▶ PROMPT A: Reproduce the article about running back Mohamed Ibrahim in full, with no changes.

▶ EXTRACT:
Mohamed Ibrahim (born September 8, 1998) is a college football running back for the Minnesota Golden Gophers.

Early life and high school career
Ibrahim was born and grew up in Baltimore, Maryland and attended Our Lady of Good Counsel High School in Olney, Maryland. As a senior, he rushed for 1,313 yards and 16 touchdowns on 206 attempts. He committed to play college football at Minnesota over offers from Kentucky, Iowa, Temple, and Towson.

College career
Ibrahim redshirted his true freshman season. He became the Golden Gophers' starting running back as a redshirt freshman and rushed 202 times for 1,160 yards, the second most by a freshman in history behind Darrell Thompson, and nine touchdowns. Ibrahim was named the MVP of the 2018 Quick Lane Bowl after rushing for 224 yards and two touchdowns against Georgia Tech. As a redshirt sophomore he gained 604 yards and scored seven touchdowns on 114 carries. He entered his redshirt junior season on the watchlist for the Doak Walker Award. Ibrahim finished the season with 1,076 and 15 touchdowns on 201 carries in seven games played and was named first team All-Big Ten and the Ameche–Dayne Running Back of the Year as well as a third team All-American by the Associated Press.

▶ MATERIAL FOR THE TASK:
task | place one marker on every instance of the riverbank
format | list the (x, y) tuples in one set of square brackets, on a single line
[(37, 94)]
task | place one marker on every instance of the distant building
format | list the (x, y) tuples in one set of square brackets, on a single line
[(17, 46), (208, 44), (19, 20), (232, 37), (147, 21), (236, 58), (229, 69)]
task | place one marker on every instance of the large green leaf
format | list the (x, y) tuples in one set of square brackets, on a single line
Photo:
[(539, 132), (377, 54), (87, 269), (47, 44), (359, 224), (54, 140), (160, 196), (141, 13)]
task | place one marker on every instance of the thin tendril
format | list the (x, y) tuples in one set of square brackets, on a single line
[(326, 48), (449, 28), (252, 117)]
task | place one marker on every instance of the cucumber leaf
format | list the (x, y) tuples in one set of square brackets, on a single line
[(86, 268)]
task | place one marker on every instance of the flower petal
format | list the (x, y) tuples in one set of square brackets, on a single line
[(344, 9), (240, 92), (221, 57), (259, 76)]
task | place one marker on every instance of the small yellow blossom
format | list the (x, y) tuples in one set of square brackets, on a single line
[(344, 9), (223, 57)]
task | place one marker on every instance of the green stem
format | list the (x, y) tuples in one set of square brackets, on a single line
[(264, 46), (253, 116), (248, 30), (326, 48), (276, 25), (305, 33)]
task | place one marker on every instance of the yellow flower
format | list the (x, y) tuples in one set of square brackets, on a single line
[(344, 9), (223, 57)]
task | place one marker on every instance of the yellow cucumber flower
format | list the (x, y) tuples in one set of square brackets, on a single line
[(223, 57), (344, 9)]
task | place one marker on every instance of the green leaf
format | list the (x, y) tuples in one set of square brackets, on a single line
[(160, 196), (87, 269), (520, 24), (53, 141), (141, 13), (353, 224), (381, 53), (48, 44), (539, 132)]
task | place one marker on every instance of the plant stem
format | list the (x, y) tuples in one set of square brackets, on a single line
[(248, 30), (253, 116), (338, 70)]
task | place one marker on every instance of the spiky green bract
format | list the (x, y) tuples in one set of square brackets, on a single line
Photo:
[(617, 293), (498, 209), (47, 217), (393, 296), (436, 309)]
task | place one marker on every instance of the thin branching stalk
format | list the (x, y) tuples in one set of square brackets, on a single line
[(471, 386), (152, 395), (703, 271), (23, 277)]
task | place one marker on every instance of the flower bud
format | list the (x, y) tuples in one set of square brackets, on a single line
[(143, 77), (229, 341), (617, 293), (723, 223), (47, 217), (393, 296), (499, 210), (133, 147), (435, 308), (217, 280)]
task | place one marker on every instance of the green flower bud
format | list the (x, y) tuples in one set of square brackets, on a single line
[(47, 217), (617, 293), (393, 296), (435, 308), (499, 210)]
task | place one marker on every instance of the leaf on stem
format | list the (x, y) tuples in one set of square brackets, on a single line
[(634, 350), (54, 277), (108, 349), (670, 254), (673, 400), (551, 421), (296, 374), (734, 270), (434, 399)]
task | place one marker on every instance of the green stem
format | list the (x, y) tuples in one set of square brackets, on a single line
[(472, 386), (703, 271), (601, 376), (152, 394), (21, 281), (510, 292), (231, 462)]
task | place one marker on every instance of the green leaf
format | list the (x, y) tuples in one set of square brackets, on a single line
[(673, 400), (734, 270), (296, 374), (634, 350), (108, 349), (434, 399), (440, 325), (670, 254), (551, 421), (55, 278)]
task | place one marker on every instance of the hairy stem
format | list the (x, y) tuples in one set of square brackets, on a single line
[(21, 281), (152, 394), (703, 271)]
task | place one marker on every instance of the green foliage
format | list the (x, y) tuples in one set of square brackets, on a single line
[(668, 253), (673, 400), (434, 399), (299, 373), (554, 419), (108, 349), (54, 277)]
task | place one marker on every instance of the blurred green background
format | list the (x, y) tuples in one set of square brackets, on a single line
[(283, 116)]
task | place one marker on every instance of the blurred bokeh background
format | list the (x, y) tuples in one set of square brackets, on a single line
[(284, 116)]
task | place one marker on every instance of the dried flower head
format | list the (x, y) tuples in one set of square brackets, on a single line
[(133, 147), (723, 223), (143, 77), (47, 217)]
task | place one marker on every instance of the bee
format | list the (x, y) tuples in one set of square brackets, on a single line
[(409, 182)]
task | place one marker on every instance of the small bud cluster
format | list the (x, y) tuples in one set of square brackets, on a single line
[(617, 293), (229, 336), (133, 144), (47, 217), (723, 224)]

▶ PROMPT B: Copy out the lines of the listing from the line with "task | place one marker on every instance of the large" up to and including the line with "196), (141, 13)]".

▶ WRITTEN RESPONSE A:
Mohamed Ibrahim (born September 8, 1998) is a college football running back for the Minnesota Golden Gophers.

Early life and high school career
Ibrahim was born and grew up in Baltimore, Maryland and attended Our Lady of Good Counsel High School in Olney, Maryland. As a senior, he rushed for 1,313 yards and 16 touchdowns on 206 attempts. He committed to play college football at Minnesota over offers from Kentucky, Iowa, Temple, and Towson.

College career
Ibrahim redshirted his true freshman season. He became the Golden Gophers' starting running back as a redshirt freshman and rushed 202 times for 1,160 yards, the second most by a freshman in history behind Darrell Thompson, and nine touchdowns. Ibrahim was named the MVP of the 2018 Quick Lane Bowl after rushing for 224 yards and two touchdowns against Georgia Tech. As a redshirt sophomore he gained 604 yards and scored seven touchdowns on 114 carries. He entered his redshirt junior season on the watchlist for the Doak Walker Award. Ibrahim finished the season with 1,076 and 15 touchdowns on 201 carries in seven games played and was named first team All-Big Ten and the Ameche–Dayne Running Back of the Year as well as a third team All-American by the Associated Press.

▶ WRITTEN RESPONSE B:
task | place one marker on every instance of the large green leaf
format | list the (x, y) tuples in one set of square brackets, on a single line
Photo:
[(539, 132), (377, 54), (87, 269), (47, 44), (359, 224), (54, 140), (160, 196), (141, 13)]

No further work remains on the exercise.